# What is expected:
In the records below, begin at the line that has "fill_convention: even-odd" and stop after the line that has "Provide the mask"; quote those lines verbatim and nothing more.

# Data for this task:
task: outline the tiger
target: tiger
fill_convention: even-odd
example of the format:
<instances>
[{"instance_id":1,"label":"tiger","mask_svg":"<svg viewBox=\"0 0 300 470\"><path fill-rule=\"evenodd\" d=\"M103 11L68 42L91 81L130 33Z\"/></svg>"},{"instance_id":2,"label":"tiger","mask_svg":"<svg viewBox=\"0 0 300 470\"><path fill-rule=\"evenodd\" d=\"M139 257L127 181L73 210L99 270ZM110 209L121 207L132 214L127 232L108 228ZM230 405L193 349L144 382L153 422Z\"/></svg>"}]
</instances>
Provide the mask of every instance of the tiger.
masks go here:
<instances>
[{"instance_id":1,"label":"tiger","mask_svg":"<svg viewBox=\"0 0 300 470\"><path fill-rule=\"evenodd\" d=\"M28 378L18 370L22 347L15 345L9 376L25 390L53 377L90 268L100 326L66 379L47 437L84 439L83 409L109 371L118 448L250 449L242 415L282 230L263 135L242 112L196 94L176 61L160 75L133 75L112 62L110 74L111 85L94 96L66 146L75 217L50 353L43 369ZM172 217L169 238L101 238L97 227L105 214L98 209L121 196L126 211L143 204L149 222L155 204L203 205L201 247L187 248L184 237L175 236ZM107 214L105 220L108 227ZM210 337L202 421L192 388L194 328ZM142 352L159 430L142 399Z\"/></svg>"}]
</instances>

# Response area:
fill_convention: even-odd
example of the format:
<instances>
[{"instance_id":1,"label":"tiger","mask_svg":"<svg viewBox=\"0 0 300 470\"><path fill-rule=\"evenodd\" d=\"M103 11L68 42L91 81L130 33Z\"/></svg>"},{"instance_id":2,"label":"tiger","mask_svg":"<svg viewBox=\"0 0 300 470\"><path fill-rule=\"evenodd\" d=\"M139 257L127 181L73 210L99 270ZM110 209L121 207L132 214L127 232L108 228ZM230 405L193 349L144 382L153 422Z\"/></svg>"}]
</instances>
Provide the mask of every instance of the tiger.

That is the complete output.